▸ EXCERPT
§

It's very hard to prove convergence for an ensemble in statistical mechanics, for exactly the reasons you've suggested—you may be stuck moving around a local minimum, instead of sampling the complete phase space. About the best that you can do is to demonstrate likely convergence of your simulation.

However, you can do calculations to demonstrate autocorrelation of various properties. For instance, you can measure the autocorrelation of the energy function: $\left<E(t)E(t + \delta t) \right>$. Alternatively, you can use the multiscale error correlation method of Flyvbjerg and Petersen to determine when your data samples are effectively decorrelated from one another, and use that as a means of determining whether you have enough data (and to estimate the statistical error in the mean of your data samples).

  • $\begingroup$ How can such a correlation method 'likely' prove convergence? How does it know about other local minima your data are not seeing? $\endgroup$ – Vibert Jun 10 '13 at 13:15
  • $\begingroup$ For starters, if you're stuck in a deep minimum, you're unlikely to get away from it. Hence your decorrelation time, as measured by the algorithm, would be quite long, relative to the length of your simulation. That would mean you've sampled relatively few independent states, which would violate the general principles behind molecular simulations (which states that large numbers of data points, generated either by time trajectories or random sampling of phase space will generate a good estimate of the "true" observable). $\endgroup$ – aeismail Jun 10 '13 at 16:17

I can't comment yet, so I would be grateful if someone could turn this into a comment to aeismail's answer. Although it's quite long.

I don't have access to the above mentioned Flyvbjerg and Petersen paper and thus can't really judge on what follows, but in the really nice paper "Quantifying uncertainty and sampling quality in biomolecular simulations" by Grossfield and Zuckerman, the authors comment: "The approach can be described simply (although it is not easily understood from the original reference)." In my opinion, Grossfield and Zuckerman give a really nice and simple explanation of this procedure which they call "block averaging" and how to obtain estimates of correlation times with it.

Another paper which might be interesting is Automated Sampling Assessment for Molecular Simulations Using the Effective Sample Size by Zhang, Bhatt and Zuckerman. In this article, they assess sampling quality and convergence via an Effective Sample Size (ESS) estimated from the variances in the populations of physical states. They argue that state populations are the most critical slow observables and thus are a good observable to estimate correlation times from. But they also put the fundamental problem in a kind of disclaimer, stating that they answer the question: "What is the statistical quality of the sampling based on the configurational states visited in a given set of simulations?" and they of course are aware that "without prior knowledge or assumptions about a landscape, it would appear impossible to know whether every important state has been visited in a given simulation."

§

Part of a data file:
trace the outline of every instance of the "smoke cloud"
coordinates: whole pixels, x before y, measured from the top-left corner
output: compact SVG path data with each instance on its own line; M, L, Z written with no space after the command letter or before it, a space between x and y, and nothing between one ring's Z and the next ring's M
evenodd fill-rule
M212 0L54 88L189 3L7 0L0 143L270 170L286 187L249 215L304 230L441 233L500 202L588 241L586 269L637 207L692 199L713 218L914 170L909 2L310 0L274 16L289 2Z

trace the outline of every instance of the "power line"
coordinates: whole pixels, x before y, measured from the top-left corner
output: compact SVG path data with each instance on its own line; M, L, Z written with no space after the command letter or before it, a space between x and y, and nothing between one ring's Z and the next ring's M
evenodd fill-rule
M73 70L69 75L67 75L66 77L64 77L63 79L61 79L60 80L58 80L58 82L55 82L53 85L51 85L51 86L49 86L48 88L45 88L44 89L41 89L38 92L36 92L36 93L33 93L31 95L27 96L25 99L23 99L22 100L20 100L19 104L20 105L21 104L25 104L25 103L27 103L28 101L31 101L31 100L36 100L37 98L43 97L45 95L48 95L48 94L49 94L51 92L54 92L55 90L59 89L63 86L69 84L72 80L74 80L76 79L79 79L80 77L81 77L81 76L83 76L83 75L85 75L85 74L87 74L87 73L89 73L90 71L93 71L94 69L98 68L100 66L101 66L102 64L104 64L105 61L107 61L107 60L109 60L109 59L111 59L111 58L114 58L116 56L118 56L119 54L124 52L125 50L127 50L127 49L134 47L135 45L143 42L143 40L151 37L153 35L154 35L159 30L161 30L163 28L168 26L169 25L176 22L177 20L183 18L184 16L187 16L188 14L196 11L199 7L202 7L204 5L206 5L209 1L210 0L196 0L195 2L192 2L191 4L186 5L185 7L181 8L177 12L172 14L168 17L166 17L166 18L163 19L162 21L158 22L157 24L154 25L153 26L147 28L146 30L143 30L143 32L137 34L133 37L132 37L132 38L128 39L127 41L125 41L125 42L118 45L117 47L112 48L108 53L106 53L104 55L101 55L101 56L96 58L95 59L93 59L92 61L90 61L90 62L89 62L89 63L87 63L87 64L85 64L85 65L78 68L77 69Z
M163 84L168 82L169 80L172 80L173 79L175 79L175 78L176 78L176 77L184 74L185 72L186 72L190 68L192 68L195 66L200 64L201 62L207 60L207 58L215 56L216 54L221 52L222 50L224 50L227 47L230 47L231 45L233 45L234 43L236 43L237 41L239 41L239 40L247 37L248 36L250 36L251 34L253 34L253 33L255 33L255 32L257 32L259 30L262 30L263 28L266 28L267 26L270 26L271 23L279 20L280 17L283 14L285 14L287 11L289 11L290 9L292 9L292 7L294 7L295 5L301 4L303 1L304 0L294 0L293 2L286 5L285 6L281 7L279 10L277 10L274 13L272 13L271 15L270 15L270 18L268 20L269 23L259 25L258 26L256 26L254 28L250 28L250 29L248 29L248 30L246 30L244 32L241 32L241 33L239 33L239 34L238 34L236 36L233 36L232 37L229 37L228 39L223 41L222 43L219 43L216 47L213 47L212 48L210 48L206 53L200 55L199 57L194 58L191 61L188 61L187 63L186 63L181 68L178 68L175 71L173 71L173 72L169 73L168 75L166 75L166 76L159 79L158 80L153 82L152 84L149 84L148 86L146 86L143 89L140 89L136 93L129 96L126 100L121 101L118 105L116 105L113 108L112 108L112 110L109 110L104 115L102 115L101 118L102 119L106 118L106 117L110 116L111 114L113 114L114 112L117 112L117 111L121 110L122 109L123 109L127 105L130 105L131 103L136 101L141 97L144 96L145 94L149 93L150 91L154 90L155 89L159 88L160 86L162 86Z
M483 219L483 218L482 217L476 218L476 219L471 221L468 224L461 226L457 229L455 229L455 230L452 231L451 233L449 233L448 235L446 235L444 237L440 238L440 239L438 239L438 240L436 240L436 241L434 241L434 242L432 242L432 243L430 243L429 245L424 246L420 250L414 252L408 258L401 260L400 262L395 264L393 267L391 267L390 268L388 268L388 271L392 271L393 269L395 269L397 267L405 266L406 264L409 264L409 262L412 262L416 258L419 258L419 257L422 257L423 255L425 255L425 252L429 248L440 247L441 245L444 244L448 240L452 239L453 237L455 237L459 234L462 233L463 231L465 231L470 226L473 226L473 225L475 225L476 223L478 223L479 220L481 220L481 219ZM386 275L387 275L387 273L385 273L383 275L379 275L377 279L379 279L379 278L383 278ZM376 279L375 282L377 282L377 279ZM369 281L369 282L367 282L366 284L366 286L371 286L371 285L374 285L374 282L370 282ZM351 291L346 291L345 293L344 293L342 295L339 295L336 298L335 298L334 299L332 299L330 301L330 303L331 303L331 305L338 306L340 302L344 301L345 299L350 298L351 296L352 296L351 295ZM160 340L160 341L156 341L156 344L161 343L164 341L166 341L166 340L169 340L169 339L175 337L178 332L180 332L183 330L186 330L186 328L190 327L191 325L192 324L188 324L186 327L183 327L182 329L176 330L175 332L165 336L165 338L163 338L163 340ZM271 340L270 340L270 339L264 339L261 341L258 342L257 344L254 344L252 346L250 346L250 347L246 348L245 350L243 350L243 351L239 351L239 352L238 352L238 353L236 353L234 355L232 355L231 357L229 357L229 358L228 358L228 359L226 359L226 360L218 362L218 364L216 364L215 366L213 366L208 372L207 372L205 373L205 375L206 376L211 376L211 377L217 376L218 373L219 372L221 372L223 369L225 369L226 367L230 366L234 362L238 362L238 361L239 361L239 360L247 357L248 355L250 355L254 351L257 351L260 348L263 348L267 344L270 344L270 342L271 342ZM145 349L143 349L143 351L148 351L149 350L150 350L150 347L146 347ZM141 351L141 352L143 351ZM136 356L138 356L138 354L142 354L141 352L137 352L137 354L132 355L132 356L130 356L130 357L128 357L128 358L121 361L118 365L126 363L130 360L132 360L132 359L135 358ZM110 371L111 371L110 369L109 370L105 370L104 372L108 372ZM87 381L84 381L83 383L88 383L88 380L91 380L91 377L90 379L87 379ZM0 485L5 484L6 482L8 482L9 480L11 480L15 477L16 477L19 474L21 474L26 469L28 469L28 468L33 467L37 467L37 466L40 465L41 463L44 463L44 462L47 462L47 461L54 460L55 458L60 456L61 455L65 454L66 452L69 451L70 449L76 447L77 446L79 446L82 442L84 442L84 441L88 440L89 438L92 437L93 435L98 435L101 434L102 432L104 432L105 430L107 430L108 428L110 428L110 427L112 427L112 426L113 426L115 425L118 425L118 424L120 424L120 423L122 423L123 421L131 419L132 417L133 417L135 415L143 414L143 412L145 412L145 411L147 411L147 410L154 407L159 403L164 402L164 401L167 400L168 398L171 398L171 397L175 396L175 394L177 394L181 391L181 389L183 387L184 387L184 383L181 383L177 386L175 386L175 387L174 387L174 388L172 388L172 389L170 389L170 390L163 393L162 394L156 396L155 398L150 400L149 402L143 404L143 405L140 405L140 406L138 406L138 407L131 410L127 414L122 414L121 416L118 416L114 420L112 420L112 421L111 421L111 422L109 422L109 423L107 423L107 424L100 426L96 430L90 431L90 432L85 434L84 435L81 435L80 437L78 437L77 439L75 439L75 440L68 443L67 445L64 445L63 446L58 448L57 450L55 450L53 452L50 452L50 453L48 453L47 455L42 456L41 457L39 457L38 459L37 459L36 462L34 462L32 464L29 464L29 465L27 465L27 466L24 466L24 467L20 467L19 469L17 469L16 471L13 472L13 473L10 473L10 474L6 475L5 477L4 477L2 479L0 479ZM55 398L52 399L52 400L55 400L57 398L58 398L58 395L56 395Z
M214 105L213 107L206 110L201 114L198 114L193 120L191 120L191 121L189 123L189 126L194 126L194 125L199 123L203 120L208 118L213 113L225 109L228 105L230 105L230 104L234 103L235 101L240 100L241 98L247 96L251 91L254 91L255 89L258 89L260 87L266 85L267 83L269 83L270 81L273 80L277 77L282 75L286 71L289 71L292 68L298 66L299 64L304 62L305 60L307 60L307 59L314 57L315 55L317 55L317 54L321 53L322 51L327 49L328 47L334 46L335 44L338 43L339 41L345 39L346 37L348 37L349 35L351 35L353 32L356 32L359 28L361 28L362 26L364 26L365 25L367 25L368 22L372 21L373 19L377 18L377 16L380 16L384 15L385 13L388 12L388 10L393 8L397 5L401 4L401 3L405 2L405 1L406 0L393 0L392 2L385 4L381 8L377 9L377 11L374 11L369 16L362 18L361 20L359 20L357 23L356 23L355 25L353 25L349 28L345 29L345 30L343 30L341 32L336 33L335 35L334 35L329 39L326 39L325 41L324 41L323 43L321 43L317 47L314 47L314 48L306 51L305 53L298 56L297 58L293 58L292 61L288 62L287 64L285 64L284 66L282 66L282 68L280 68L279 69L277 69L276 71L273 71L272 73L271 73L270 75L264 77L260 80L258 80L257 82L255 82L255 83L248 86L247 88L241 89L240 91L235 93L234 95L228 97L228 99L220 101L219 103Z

§

▸ WHAT THIS TASK INVOLVES
Duplicate the passage on simulation convergence word for word, from "However, you can" up to and including "your data samples).". The data above is separate material, apart from the passage on simulation convergence.

▸ WRITTEN ANSWER
However, you can do calculations to demonstrate autocorrelation of various properties. For instance, you can measure the autocorrelation of the energy function: $\left<E(t)E(t + \delta t) \right>$. Alternatively, you can use the multiscale error correlation method of Flyvbjerg and Petersen to determine when your data samples are effectively decorrelated from one another, and use that as a means of determining whether you have enough data (and to estimate the statistical error in the mean of your data samples).